**Tus tareas:**
A) Responde con datos del relato de Basilea:
(i) ¿Por qué no puede asistir Chabela a la presentación?
(ii) ¿Qué le impide venir a Xiomara?
(iii) ¿Cuántos libros se venden en el evento?
B) Escribe la continuación del relato de Basilea a partir de su última oración.

**Texto de origen:**

______________________________

BASILEA, un jueves de junio de 2010

Han pasado cinco meses desde Hamburgo y por fin tengo otra invitación para compartir mi libro con el público interesado de la ciudad suiza de Basilea. Es un momento muy memorable para mí porque por primera vez el escenario de la presentación es al mismo tiempo uno de los lugares donde se desarrolla la acción de Coctel Selva Negra. Tuvimos el mayo más frío desde el inicio de las mediciones meteorológicas, pero desde la víspera hace sol y las temperaturas están superando los veinte grados. Chabela, la anfitriona, una encantadora librera boliviana, está enferma y no puede asistir pero tiene el detalle de enviarme a dos amigas para que me ayuden con el evento.

Llega el jueves y los termómetros vuelan casi a treinta grados. Lo que me faltaba: un metro de nieve en Hamburgo y ahora el jodido calor de junio. Me escribe un mensaje de texto mi querida amiga alemana Melanie con la que contaba sin falta para este jueves: estoy en una despedida y no llegaré a tiempo, sorry. Xiomara también me manda un mensajito y es que no ha conseguido niñera y, sin tal infraestructura, imposible venir para la precavida y maternal colombiana. No es el caso de Robert. Fuimos compañeros de trabajo hace casi diez años y este encantador gigante germano-franco-helvético no ha dejado de ser un consejero entrañable, amigo leal y más que nada dueño de la palabra perfecta en el momento preciso. Su castellano deja mucho que desear, pero me dijo que no faltaría a la cita y antes de la hora prevista ya está sentado en primera fila regalándome su sonrisa cómplice.

Una de las amigas de Chabela, solidaria con la causa y en vista del vacío de público, sale corriendo a reclutar -correa en mano- a dos chicos que trabajan cerca de la librería y por supuesto no rechazarán la marcial invitación. La otra amiga acomoda en canastitas unos refrescantes melocotones y se encarga de que no falten copas para el vino ni bocaditos que lo neutralicen. Así no se trepará tan rápido a las felinas cabezas de los cuatro gatos que somos.

Silvina y Marcelo llegan algo tarde a la librería de Chabela y cuando ven que ya he comenzado a hablar, con su habitual discreción, prefieren seguirse de largo y no interrumpir mi discurso. Saldo del evento: una hora con un público verdaderamente selecto y tres libros vendidos más otros tres que se los dejo en comisión a Chabela por si acaso... sobre todo porque no tengo ganas de cargar con ese peso en mi viaje de regreso.

______________________________

(Registros de una colección)
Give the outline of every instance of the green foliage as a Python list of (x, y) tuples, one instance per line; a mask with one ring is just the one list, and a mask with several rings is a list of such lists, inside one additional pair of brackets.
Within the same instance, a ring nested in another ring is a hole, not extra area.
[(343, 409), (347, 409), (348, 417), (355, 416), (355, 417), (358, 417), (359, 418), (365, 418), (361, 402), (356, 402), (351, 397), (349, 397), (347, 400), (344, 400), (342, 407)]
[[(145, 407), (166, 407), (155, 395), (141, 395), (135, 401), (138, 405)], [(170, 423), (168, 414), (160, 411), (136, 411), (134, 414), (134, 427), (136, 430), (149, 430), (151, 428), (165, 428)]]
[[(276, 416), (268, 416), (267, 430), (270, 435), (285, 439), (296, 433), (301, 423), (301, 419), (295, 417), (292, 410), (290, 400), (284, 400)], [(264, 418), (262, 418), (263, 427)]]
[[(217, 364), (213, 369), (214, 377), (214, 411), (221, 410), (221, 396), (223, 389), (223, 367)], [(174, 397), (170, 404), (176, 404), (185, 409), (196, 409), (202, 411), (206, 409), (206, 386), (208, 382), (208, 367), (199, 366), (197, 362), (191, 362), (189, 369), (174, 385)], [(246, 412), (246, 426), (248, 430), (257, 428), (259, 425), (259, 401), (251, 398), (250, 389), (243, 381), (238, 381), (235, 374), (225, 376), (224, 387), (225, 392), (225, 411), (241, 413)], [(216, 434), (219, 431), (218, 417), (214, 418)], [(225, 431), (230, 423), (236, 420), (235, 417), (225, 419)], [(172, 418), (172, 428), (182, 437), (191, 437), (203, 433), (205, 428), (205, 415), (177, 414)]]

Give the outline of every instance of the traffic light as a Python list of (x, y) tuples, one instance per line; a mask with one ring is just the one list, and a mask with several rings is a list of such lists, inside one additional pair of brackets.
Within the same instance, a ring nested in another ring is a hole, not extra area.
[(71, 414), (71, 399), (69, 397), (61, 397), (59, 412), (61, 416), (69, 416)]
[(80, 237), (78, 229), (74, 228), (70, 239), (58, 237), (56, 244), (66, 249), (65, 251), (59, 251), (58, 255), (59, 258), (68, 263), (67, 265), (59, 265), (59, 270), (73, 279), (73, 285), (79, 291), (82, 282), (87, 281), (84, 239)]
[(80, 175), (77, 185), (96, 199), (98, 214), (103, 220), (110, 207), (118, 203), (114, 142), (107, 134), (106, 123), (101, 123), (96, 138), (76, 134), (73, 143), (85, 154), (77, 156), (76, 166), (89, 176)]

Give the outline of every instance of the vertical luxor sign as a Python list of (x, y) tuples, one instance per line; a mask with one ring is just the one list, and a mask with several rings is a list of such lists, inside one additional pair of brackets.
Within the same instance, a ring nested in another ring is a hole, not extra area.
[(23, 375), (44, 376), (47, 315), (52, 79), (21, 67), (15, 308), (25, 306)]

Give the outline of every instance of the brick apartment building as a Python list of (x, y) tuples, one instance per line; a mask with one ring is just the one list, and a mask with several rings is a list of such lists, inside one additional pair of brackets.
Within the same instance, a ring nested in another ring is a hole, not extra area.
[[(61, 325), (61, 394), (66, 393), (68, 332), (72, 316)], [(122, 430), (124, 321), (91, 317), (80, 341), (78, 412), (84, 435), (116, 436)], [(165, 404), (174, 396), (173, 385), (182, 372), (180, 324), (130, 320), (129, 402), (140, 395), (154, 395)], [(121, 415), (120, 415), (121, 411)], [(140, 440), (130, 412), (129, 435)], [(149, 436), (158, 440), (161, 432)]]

______________________________

**Respuestas por tarea:**
A)
(i) Está enferma.
(ii) No ha conseguido niñera.
(iii) Se venden tres libros, y otros tres quedan en comisión con Chabela.

B)
DARMSTADT, otro jueves, esta vez de julio de 2010

Mi amigo Lalo tiene un restaurante latino en esta pujante ciudad universitaria y quedamos en hacer una presentación de mi libro en una de sus noches culturales. Habíamos acordado producir conjuntamente volantes para la publicidad correspondiente y le envié los archivos que me solicitó con un mes y medio de anticipación. Llego jadeando al Machu Picchu. Una vez más, el Sr. Celsius tiene el mal tino de prodigarnos un sol radiante y 34 grados a la sombra, faltando una hora para la lectura. Curtido por las experiencias anteriores, esta vez llevo conmigo apenas cuatro libros.

Lalo me recibe con una cara de poco sueldo: no tengo ni una sola reserva de mesa, compadre. ¿Y los volantes, Lalo? No los pude hacer, no he tenido tiempo, disculpa. Pero te voy a invitar a comer y así conversamos tranquilos para hacerlo mejor la próxima vez. Antes de poder comer mi generosa quesadilla y tomando en cuenta la puntualidad de nuestra gente, espero cuarenta y cinco minutos, por si acaso se produzca el milagro.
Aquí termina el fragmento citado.